Task A
Name the four immunogenic proteins that the strongyloidiasis study summary selected for the fusion antigen design.
Task B
From the strongyloidiasis study summary, extract the stretch from "Methods: Four immunogenic" through "pET23a(+) expression vector.".

** Opening Document excerpt block **

Introduction: Strongyloidiasis, caused by Strongyloides stercoralis, remains a neglected tropical disease (NTD) with significant clinical implications, particularly in immunocompromised individuals. Current serological assays for diagnosing strongyloidiasis are limited by suboptimal sensitivity and specificity. The development of recombinant fusion proteins for serodiagnostic applications represents a promising strategy to improve diagnostic accuracy. This study aimed to design a novel recombinant fusion antigen for the serodiagnosis of strongyloidiasis, using immunoinformatics approaches.
Methods: Four immunogenic proteins (SsIR, L3NieAg.01, Ss3a, and Ss1a) were selected for the design of the fusion antigen. The most immunogenic regions of these proteins were identified based on epitope density and minimal cross-reactivity, and they were linked, using EAAAK linkers. The designed fusion antigen was then evaluated for its physicochemical properties, solubility, antigenicity, and potential cross-reactivity. Its three-dimensional (3D) structure was predicted, and the nucleotide sequence was codon-optimized to ensure efficient expression in Escherichia coli (E. coli). Finally, the optimized sequence was in silico cloned into the pET23a(+) expression vector.

** Closing Document excerpt block **
** Opening Data for analysis block **

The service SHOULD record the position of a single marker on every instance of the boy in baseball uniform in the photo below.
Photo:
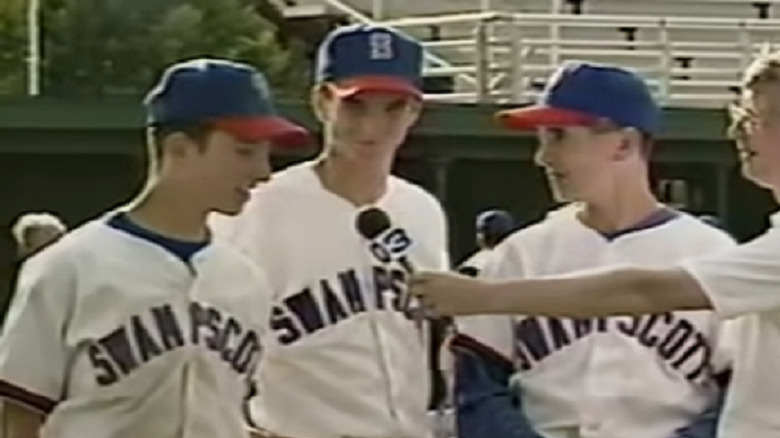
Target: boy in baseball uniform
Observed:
(651, 376)
(739, 282)
(136, 324)
(343, 358)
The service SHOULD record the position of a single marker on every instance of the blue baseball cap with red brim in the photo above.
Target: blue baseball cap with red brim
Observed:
(362, 58)
(228, 96)
(585, 94)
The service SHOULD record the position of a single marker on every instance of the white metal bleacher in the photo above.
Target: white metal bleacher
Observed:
(692, 52)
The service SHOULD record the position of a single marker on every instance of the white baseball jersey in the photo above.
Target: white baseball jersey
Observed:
(639, 377)
(113, 336)
(342, 360)
(745, 283)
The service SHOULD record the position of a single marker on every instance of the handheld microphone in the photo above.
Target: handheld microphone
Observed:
(386, 243)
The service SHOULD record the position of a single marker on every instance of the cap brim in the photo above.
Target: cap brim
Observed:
(274, 129)
(376, 84)
(539, 116)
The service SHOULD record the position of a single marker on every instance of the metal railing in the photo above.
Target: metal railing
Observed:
(500, 57)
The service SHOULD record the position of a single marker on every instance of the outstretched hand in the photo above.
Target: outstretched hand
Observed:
(451, 294)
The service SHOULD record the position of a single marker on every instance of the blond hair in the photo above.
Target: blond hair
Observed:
(764, 70)
(35, 220)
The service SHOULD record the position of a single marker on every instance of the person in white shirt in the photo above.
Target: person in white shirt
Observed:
(345, 358)
(742, 282)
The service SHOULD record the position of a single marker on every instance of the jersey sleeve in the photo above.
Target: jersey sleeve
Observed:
(33, 352)
(743, 279)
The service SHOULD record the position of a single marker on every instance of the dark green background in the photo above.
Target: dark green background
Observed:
(77, 158)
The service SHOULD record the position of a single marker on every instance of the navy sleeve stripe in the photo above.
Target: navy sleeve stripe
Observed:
(471, 344)
(26, 398)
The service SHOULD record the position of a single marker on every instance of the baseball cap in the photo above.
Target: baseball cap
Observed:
(229, 96)
(495, 222)
(582, 93)
(361, 57)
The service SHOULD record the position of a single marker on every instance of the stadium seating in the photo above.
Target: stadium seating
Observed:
(691, 51)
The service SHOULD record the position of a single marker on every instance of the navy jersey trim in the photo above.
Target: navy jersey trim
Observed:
(27, 398)
(182, 249)
(655, 219)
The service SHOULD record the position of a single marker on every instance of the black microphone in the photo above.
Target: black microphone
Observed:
(386, 243)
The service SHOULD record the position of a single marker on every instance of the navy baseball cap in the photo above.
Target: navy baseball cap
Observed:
(360, 58)
(226, 95)
(582, 94)
(495, 222)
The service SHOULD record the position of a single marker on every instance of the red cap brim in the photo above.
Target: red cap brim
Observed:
(276, 130)
(377, 84)
(539, 116)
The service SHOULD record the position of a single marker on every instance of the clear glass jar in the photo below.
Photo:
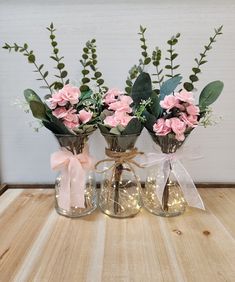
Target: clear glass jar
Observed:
(77, 145)
(120, 187)
(173, 202)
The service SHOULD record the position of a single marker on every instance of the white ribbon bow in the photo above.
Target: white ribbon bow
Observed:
(170, 163)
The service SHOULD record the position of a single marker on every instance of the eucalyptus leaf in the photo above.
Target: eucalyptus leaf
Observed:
(149, 120)
(155, 105)
(210, 93)
(30, 95)
(142, 88)
(169, 86)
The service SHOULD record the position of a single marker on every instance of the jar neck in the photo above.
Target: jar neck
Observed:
(120, 143)
(74, 144)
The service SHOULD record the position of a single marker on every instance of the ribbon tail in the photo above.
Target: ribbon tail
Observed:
(161, 179)
(77, 183)
(64, 195)
(187, 185)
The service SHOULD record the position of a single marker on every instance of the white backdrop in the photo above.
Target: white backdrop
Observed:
(25, 154)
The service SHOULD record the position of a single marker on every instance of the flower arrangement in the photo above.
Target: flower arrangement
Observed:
(120, 115)
(172, 112)
(67, 109)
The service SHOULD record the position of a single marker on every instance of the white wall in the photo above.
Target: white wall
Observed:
(25, 155)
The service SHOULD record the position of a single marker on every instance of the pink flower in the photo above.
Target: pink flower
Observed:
(185, 96)
(178, 127)
(112, 95)
(118, 118)
(169, 102)
(84, 116)
(67, 94)
(56, 100)
(189, 120)
(70, 94)
(193, 110)
(111, 121)
(69, 117)
(126, 99)
(71, 120)
(60, 112)
(160, 127)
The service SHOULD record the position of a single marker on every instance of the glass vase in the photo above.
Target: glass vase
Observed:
(173, 202)
(120, 187)
(85, 179)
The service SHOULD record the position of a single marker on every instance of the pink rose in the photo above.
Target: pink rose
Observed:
(178, 127)
(193, 110)
(69, 117)
(185, 96)
(112, 95)
(160, 127)
(71, 120)
(70, 94)
(169, 102)
(118, 118)
(56, 100)
(123, 118)
(60, 112)
(126, 99)
(84, 116)
(189, 120)
(67, 94)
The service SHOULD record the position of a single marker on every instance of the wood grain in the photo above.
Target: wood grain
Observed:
(39, 245)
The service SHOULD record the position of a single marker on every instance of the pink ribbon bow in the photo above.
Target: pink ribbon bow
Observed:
(73, 176)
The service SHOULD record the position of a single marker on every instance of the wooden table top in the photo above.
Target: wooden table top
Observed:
(36, 244)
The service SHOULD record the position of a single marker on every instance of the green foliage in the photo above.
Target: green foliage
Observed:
(38, 108)
(142, 88)
(156, 59)
(149, 120)
(56, 126)
(155, 107)
(31, 58)
(189, 86)
(172, 56)
(146, 58)
(140, 108)
(59, 64)
(210, 94)
(89, 62)
(133, 73)
(169, 86)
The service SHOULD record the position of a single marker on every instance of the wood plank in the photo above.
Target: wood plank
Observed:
(204, 249)
(39, 245)
(222, 204)
(20, 225)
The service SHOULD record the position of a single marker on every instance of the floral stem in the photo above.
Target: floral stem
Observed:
(117, 177)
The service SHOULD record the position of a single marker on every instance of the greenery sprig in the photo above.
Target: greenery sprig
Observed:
(144, 53)
(60, 65)
(156, 59)
(89, 61)
(133, 73)
(172, 56)
(32, 60)
(201, 60)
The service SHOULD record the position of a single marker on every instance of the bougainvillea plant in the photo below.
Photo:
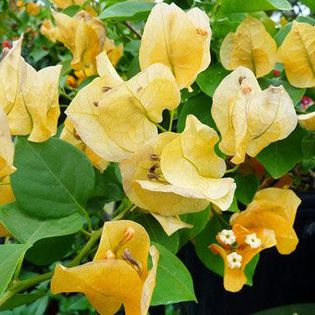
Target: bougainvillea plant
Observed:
(129, 128)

** Closing Data for analysis block **

Final answer A
SsIR, L3NieAg.01, Ss3a, Ss1a

Final answer B
Methods: Four immunogenic proteins (SsIR, L3NieAg.01, Ss3a, and Ss1a) were selected for the design of the fusion antigen. The most immunogenic regions of these proteins were identified based on epitope density and minimal cross-reactivity, and they were linked, using EAAAK linkers. The designed fusion antigen was then evaluated for its physicochemical properties, solubility, antigenicity, and potential cross-reactivity. Its three-dimensional (3D) structure was predicted, and the nucleotide sequence was codon-optimized to ensure efficient expression in Escherichia coli (E. coli). Finally, the optimized sequence was in silico cloned into the pET23a(+) expression vector.